- _Aufgabe A_: Zähle, wie viele der Zeilen nach dem Lesetext das Wort „above“ enthalten, und gib nur die Zahl an.

====== Lesetext ======

Alte Männer auf Motorrädern

12 Jahre bin ich Harley gefahren. Eigentlich, um der Wahrheit die Ehre zu geben, bin ich eher gestanden. Vielleicht 2000 km in der Zeit. Hab mich gefreut, wenn ich sie in der Garage angeschaut hab. Aber es hat mir keinen Spaß gemacht zu fahren. Früher, ja da bin ich gern unterwegs gewesen. Mit 16 mit der MC 50 (die in Wahrheit verbotene 65 ccm hatte) und dann mit der Sachs Ultra. Meist mit meinem Mädl – mit dem bin ich heuer übrigens 30 Jahre verheiratet – drauf. Bei Regen und Schnee. Es folgten viele Motorräder – immer was Anderes. Von der Enduro über die Supermotto bis zur großen Bandit. Dann wollt ich mir nicht mehr wehtun. Und ich wollt auch nicht anreissen müssen, wenn ein Gschwinder zum Überholen ansetzt. Ich war nie so gefestigt da drüber zu stehen. Ich war es leid nach diesen Fahrten, vor Adrenalin zitternd, nicht mal die Zigarette halten zu können. Daher die Harley. Wegen der Idee, der langen staubigen Straße, der Freiheit und, ganz wichtig, wegen dem Leo in dem du damit stehst. Weiß doch jeder, dass das keine Renngurke ist. Aber irgendwie war das nix. Wennst zweimal nur bis zum Bäcker fährst, springt das nicht mehr an weil die Kerzen verdrecken. Es bremst, na sag ma fast nicht, dafür kannst du aber auch nicht schnell ausweichen, wenn wieder mal ein Hutträger nicht aufpasst. Ich hab sie also verkauft. Aber es war trotzdem scharf, so was gehabt zu haben.

Dann war der Platz in der Garage ein Monat leer. Ich ging vorbei und überlegte ob das mein letztes Radl war. Ich hab das immer von den alten Männern gehört: „Das ist das letzte Auto das ich mir kauf“. Vor dem Sterben ist der unausgesprochene Teil des Satzes. Nein, soweit bin ich denn doch noch nicht.

====== Zeilen ======

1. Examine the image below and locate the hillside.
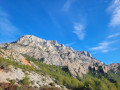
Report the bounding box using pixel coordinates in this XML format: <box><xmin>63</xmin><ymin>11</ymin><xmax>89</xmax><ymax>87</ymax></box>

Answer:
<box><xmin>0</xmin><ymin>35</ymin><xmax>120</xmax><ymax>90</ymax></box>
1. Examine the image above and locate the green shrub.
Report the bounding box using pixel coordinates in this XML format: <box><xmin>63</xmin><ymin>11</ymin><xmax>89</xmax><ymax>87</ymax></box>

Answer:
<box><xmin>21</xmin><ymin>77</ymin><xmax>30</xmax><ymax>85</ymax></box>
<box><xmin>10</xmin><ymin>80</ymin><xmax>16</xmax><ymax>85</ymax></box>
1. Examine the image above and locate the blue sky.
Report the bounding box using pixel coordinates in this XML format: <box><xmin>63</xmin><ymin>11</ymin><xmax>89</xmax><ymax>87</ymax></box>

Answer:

======
====== Zeilen ======

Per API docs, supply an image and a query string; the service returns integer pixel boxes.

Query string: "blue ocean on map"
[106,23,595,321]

======
====== Zeilen ======

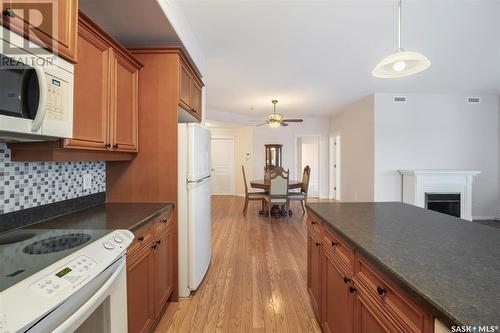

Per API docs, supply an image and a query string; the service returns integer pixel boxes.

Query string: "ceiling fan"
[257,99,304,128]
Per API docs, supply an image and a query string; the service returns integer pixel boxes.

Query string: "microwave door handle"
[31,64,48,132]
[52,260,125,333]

======

- _Aufgabe B_: Fasse den Lesetext in zwei Sätzen zusammen.

- _Vollständige Antwort A_: 2

- _Vollständige Antwort B_: Nach vielen verschiedenen Motorrädern stieg die erzählende Person auf eine Harley um, fuhr sie in zwölf Jahren aber nur etwa 2000 km, weil das Fahren keinen Spaß machte, und verkaufte sie schließlich. Als der Platz in der Garage danach einen Monat leer stand, fragte sie sich, ob das ihr letztes Motorrad war, doch so weit sei sie noch nicht.